▶ Set task 1: Using the passage on the swap clearing requirement below, decide whether each statement agrees with it: (a) the CFTC received submissions from eight DCOs; (b) swaps entered into before the enactment of the Dodd-Frank Act must be cleared; (c) non-financial entities hedging commercial risk can be eligible for an exception from clearing. Answer yes or no for each, and quote the words of the passage that decide it.
▶ Set task 2: Write the next part of the passage on the swap clearing requirement below, picking up after its final sentence.

## Start Document segment

The Dodd-Frank Act amends the Commodity Exchange Act, or CEA, to prevent market participants from engaging in a swap that is required to be cleared unless that person submits the swap for clearing to a DCO. The Dodd-Frank Act also requires the CFTC to determine whether a swap is required to be cleared by either a CFTC-initiated review or a submission from a DCO for the review of a swap, or group, category, type, or class of swap. The proposed rule does not apply to those who are eligible to elect an exception from clearing, such as non-financial entities hedging commercial risk.

The proposed rules codify statutory provisions that make clear that any swaps entered into prior to the enactment of the Dodd-Frank Act or prior to the application of the clearing requirement are not required to be cleared.

The CFTC is proceeding with a clearing requirement proposal based on submissions from DCOs. The CFTC received submissions from eight DCOs covering all the swaps that DCOs were offering for clearing as of February 1, 2012. The proposal addresses all CDS and interest rate swaps currently being cleared by DCOs. The Commission intends subsequently to consider other swaps submitted by DCOs, such as agricultural, energy, and equity indices. The decision to focus on CDS and interest rate swaps in the initial clearing requirement determination is a function of both the market importance of these swaps and the fact that a significant percentage of CDS and interest rate swaps already are being cleared.

## End Document segment
## Start Given entries

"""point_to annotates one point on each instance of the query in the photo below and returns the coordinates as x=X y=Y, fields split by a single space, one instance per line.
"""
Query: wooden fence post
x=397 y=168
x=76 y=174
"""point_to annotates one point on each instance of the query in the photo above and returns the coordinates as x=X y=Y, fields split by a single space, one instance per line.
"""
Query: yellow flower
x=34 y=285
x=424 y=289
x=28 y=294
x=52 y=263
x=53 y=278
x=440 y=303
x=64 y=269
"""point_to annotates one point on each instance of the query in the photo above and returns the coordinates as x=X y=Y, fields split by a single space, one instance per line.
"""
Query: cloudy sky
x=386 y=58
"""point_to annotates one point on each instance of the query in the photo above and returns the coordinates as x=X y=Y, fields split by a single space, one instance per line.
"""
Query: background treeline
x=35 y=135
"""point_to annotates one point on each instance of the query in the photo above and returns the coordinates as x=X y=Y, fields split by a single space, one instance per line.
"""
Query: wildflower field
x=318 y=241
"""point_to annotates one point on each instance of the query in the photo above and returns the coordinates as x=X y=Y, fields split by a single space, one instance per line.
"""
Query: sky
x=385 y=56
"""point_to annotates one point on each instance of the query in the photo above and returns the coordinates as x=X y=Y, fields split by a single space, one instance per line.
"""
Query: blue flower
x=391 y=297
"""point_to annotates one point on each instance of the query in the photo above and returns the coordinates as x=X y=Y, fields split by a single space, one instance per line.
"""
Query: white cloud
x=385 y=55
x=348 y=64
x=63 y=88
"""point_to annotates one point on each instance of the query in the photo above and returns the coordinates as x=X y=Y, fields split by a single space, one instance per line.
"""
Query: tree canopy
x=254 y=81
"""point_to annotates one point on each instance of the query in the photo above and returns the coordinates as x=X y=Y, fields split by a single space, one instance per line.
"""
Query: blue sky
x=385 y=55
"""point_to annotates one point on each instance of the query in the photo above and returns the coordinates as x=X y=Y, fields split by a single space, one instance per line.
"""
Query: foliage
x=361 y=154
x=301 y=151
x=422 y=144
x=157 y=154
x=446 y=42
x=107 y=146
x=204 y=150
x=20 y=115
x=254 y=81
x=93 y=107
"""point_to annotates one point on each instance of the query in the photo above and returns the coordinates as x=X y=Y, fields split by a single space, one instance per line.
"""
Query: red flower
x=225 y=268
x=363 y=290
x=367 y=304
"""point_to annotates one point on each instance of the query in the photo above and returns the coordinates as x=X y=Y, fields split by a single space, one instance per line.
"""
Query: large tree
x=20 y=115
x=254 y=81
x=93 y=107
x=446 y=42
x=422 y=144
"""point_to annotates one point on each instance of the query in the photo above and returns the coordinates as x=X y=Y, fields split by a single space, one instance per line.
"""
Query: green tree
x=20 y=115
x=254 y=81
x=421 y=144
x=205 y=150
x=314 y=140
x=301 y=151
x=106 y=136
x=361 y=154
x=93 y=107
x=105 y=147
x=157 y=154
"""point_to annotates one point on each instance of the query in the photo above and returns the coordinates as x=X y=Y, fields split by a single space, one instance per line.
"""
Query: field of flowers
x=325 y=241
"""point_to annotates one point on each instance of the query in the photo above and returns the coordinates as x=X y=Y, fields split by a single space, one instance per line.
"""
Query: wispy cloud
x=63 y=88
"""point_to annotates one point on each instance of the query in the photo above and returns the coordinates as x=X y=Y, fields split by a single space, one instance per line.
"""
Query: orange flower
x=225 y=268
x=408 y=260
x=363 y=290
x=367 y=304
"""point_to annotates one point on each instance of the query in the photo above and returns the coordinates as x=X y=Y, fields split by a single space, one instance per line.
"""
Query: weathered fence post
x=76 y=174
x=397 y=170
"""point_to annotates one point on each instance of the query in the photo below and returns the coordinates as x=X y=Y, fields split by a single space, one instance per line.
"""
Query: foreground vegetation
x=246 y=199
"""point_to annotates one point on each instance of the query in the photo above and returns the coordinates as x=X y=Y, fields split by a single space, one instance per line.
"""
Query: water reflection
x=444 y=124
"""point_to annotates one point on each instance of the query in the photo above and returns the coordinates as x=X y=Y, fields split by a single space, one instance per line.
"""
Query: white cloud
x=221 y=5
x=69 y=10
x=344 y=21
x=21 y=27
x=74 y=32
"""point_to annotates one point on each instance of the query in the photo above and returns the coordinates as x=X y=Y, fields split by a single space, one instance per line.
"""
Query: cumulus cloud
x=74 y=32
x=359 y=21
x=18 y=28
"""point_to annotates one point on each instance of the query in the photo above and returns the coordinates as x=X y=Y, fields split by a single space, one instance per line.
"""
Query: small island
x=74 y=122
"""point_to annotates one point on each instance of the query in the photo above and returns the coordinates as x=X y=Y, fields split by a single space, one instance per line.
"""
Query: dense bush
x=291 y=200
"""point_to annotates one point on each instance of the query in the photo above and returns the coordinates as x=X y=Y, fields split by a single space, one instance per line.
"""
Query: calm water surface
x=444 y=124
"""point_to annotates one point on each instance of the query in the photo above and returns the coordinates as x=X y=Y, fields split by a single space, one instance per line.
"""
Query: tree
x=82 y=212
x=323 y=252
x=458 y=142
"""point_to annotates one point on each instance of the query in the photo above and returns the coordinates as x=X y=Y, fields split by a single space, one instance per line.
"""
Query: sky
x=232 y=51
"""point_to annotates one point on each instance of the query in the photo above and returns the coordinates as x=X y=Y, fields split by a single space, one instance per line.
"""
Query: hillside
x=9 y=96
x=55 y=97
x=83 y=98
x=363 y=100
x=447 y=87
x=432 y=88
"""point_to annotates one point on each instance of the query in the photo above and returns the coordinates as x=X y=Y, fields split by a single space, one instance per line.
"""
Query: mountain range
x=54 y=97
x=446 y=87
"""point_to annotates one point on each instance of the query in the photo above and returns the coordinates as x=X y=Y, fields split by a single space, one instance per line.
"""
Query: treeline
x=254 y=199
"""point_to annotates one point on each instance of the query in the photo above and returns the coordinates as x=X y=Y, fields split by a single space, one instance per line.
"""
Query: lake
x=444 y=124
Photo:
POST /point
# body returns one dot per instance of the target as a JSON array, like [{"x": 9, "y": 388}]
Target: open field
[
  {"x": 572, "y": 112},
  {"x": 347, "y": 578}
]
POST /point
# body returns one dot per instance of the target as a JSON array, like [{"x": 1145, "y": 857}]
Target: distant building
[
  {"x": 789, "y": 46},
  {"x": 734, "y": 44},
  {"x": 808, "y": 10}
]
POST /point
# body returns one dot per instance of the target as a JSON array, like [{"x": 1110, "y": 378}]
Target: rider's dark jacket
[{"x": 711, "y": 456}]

## End Given entries

▶ Task result 1:
(a) Yes: "The CFTC received submissions from eight DCOs covering all the swaps that DCOs were offering for clearing as of February 1, 2012."
(b) No: "any swaps entered into prior to the enactment of the Dodd-Frank Act or prior to the application of the clearing requirement are not required to be cleared."
(c) Yes: "The proposed rule does not apply to those who are eligible to elect an exception from clearing, such as non-financial entities hedging commercial risk."

▶ Task result 2:
The proposed determination would require that swaps in four interest rate swap classes and two CDS classes be required to be cleared under section 2(h) of the CEA. By using basic specifications to identify the swaps subject to the clearing requirement, counterparties contemplating entering into a swap would be able to determine quickly whether or not the particular swap may be subject to a clearing requirement. If the swap has the basic specifications of a class of swaps determined to be subject to a clearing requirement, the parties would know that they need to verify whether a DCO will clear that particular swap.